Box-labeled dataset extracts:
-=-=-=-=-
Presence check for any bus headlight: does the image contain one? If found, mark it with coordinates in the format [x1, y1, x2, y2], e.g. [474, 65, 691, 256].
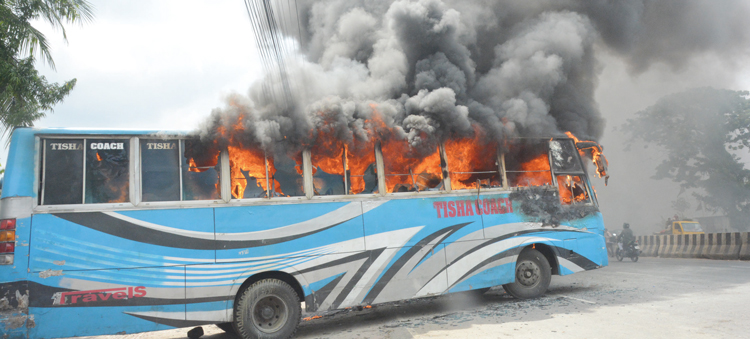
[0, 219, 16, 265]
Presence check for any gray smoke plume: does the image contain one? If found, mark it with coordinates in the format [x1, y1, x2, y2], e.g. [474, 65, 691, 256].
[199, 0, 750, 155]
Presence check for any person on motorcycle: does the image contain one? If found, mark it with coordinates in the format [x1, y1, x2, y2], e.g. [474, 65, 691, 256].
[617, 223, 635, 250]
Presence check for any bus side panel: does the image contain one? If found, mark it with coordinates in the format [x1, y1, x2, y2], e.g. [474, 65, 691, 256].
[30, 208, 215, 273]
[352, 195, 484, 303]
[203, 201, 368, 316]
[0, 199, 34, 338]
[482, 194, 608, 275]
[214, 201, 364, 262]
[29, 266, 185, 338]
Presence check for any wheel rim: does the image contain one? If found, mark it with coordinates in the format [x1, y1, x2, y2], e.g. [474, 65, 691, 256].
[516, 261, 542, 287]
[253, 295, 288, 333]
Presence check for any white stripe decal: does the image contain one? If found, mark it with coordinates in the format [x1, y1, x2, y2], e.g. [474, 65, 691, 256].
[557, 257, 585, 273]
[102, 201, 386, 241]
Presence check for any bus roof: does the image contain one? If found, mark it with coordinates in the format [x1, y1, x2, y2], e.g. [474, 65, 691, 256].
[13, 127, 191, 136]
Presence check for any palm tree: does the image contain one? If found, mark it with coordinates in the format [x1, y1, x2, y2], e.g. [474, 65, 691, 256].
[0, 0, 93, 135]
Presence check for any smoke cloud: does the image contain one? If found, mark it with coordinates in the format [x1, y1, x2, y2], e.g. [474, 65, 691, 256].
[199, 0, 750, 155]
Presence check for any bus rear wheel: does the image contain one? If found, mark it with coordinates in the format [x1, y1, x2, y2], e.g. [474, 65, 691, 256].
[503, 248, 552, 299]
[234, 279, 302, 339]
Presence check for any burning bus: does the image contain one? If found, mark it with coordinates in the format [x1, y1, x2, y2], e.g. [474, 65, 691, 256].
[0, 126, 608, 338]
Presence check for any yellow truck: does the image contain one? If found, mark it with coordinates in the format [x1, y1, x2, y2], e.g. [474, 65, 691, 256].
[658, 220, 705, 234]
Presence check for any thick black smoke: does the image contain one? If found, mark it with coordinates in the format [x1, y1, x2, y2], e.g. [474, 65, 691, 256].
[200, 0, 750, 153]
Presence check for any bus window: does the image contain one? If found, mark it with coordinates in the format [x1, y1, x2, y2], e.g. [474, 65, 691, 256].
[311, 143, 378, 195]
[229, 146, 268, 199]
[268, 151, 305, 197]
[445, 139, 503, 190]
[40, 139, 83, 205]
[557, 175, 591, 205]
[505, 139, 552, 187]
[140, 139, 180, 202]
[382, 141, 443, 193]
[549, 140, 583, 173]
[182, 140, 221, 200]
[85, 139, 130, 204]
[346, 143, 378, 194]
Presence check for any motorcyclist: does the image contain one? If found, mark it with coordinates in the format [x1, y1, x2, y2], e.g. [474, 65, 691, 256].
-=-=-=-=-
-- Job --
Rewrite the data from the line with "Presence check for any gray" to the line with "[617, 223, 635, 250]", including both of those lines and leaving the request lines and their format samples unchanged, but scale every bounding-box coordinate in the answers by 2.3 and round each result to a whole number, with halves rounded up.

-- Solution to the exercise --
Presence check for any gray smoke plume: does the image contain one? If found, mark it with coordinates in the format [x1, y1, x2, y2], e.g. [474, 65, 691, 256].
[458, 0, 1725, 357]
Presence check for any person on motorcycle: does the image contain one? If found, mark it with coordinates in the format [x1, y1, x2, y2], e.g. [474, 65, 691, 256].
[1419, 513, 1461, 575]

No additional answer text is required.